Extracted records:
━━━
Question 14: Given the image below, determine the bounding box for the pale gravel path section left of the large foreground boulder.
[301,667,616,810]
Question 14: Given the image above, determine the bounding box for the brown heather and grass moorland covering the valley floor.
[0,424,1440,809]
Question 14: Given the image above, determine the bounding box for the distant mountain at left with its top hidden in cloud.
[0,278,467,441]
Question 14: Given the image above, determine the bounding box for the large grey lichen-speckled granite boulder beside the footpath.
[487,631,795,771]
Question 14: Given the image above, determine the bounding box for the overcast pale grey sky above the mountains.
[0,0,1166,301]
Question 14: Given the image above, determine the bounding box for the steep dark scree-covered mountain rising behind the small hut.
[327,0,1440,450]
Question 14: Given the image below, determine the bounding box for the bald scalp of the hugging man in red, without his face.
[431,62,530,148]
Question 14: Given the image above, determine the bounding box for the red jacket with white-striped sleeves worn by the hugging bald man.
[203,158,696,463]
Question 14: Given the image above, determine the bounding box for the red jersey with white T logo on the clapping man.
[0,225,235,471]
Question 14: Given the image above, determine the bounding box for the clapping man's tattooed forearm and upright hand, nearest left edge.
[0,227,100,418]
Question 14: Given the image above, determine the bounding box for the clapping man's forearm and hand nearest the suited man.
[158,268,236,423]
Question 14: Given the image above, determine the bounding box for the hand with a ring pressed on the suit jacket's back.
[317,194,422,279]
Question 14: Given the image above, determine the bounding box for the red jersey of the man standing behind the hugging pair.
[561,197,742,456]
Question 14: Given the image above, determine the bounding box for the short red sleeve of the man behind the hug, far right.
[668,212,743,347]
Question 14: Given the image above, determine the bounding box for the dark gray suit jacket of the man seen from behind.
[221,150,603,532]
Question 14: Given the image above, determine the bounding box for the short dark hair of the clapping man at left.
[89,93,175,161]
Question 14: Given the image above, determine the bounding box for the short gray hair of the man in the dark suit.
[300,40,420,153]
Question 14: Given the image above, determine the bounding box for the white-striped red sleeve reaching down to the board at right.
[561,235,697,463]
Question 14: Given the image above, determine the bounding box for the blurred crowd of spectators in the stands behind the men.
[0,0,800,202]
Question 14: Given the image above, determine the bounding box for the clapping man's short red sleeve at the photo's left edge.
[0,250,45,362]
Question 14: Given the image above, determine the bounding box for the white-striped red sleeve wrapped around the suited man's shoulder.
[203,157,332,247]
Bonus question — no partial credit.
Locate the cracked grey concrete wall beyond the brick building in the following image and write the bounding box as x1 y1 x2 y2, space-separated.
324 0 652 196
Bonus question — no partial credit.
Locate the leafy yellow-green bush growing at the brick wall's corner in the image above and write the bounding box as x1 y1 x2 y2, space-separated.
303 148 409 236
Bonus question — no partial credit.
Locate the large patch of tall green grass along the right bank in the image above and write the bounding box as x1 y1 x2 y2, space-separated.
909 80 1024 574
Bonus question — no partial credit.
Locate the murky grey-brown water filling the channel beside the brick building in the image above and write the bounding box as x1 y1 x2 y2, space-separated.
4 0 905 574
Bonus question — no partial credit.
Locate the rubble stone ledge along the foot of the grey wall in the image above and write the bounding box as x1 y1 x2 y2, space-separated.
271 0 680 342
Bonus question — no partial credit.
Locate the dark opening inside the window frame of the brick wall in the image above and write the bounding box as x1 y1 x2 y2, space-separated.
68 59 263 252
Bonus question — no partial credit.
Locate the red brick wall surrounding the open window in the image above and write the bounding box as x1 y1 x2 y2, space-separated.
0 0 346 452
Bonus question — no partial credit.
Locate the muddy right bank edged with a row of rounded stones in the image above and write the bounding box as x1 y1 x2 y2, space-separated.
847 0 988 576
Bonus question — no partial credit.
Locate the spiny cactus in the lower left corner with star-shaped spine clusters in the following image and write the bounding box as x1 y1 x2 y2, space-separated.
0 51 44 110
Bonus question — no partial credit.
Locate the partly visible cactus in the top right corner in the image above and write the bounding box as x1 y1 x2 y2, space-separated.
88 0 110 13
━━━
## WORK INSTRUCTIONS:
Please give the full set of data again exactly.

## TASK RESULT:
Question 14: Given the image below, determine the bounding box for the pale gravel path section left of the large foreground boulder.
[301,667,616,810]
Question 14: Given the image above, determine the bounding box for the brown heather and grass moorland covering the valley floor.
[0,424,1440,809]
Question 14: Given the image above, determine the bounding box for the distant mountain at left with its top hidden in cloud.
[0,278,467,441]
Question 14: Given the image above, determine the bounding box for the large grey lichen-speckled granite boulder beside the footpath.
[487,631,795,771]
Question 14: Given the image above, determine the bounding box for the overcast pale grey sky above the mountains.
[0,0,1166,301]
Question 14: Given the image above, determine the bounding box for the steep dark scree-covered mountain rising behind the small hut.
[327,0,1440,450]
Question 14: Given the image below, determine the bounding box for the bald scalp of the hugging man in red, without his face.
[431,62,530,148]
Question 14: Given the image above, determine the bounding box for the red jacket with white-striped sleeves worn by the hugging bald man.
[203,158,696,463]
Question 14: Given the image above, determine the bounding box for the red jersey with white T logo on the clapping man.
[0,225,235,471]
Question 14: Given the image above, determine the bounding box for the clapping man's tattooed forearm and upright hand, nearest left edge.
[0,227,100,418]
Question 14: Given the image above, determine the bounding box for the clapping man's forearm and hand nearest the suited man.
[158,268,236,423]
Question 14: Given the image above, determine the bounding box for the hand with a ring pressed on the suit jacket's back.
[317,194,422,279]
Question 14: Given the image above, determine the bounding box for the red jersey of the man standing behind the hugging pair.
[561,197,742,456]
Question 14: Given the image above, determine the bounding box for the short red sleeve of the man behind the hug, far right.
[668,212,743,347]
Question 14: Given the image above, determine the bounding box for the dark gray suit jacket of the man seen from behind.
[221,150,603,532]
Question 14: Given the image above, determine the bounding box for the short dark hair of the clapping man at left.
[89,93,175,161]
Question 14: Given the image above, determine the bounding box for the short gray hair of the man in the dark suit.
[300,40,420,153]
Question 14: Given the image above, determine the bounding box for the white-striped red sleeve reaching down to the board at right.
[561,235,697,463]
Question 14: Given the image above, determine the bounding box for the blurred crowd of spectators in the stands behind the men.
[0,0,800,202]
Question 14: Given the image above, determine the bounding box for the clapping man's short red sleeve at the photo's left edge.
[0,250,45,362]
Question 14: Given the image above, determine the bounding box for the white-striped red sleeve wrapped around the suited man's shoulder.
[203,157,332,247]
Bonus question — no partial credit.
Locate the cracked grey concrete wall beyond the brick building in the following image and write the bounding box as x1 y1 x2 y2, space-separated.
324 0 652 196
Bonus question — no partial credit.
Locate the leafy yellow-green bush growing at the brick wall's corner in the image above and write the bounding box as x1 y1 x2 y2, space-separated.
303 148 409 236
Bonus question — no partial credit.
Locate the large patch of tall green grass along the right bank in the image above and write the bounding box as x1 y1 x2 y2, space-separated.
909 80 1024 574
Bonus question — no partial credit.
Locate the murky grey-brown water filling the channel beside the brick building in the image above and write the bounding box as x1 y1 x2 y2, space-separated.
4 0 905 574
Bonus question — no partial credit.
Locate the rubble stone ledge along the foot of the grey wall in the image above and write the bounding box as x1 y1 x2 y2, space-separated.
271 0 680 342
Bonus question — no partial credit.
Locate the dark opening inside the window frame of the brick wall in the image above and write the bounding box as x1 y1 x2 y2, space-separated.
68 59 263 252
Bonus question — no partial credit.
Locate the red brick wall surrounding the open window in the image above and write the bounding box as x1 y1 x2 y2, space-separated.
0 0 346 452
Bonus question — no partial credit.
Locate the muddy right bank edged with a row of rounded stones in the image above and write the bounding box as x1 y1 x2 y2, space-separated.
847 0 988 576
Bonus question — no partial credit.
Locate the spiny cactus in the lower left corner with star-shaped spine clusters in the following image and write the bounding box as x1 y1 x2 y2, space-separated.
0 51 44 110
Bonus question — no partial credit.
Locate the partly visible cactus in the top right corner in the image above and write the bounding box as x1 y1 x2 y2, space-separated.
88 0 110 13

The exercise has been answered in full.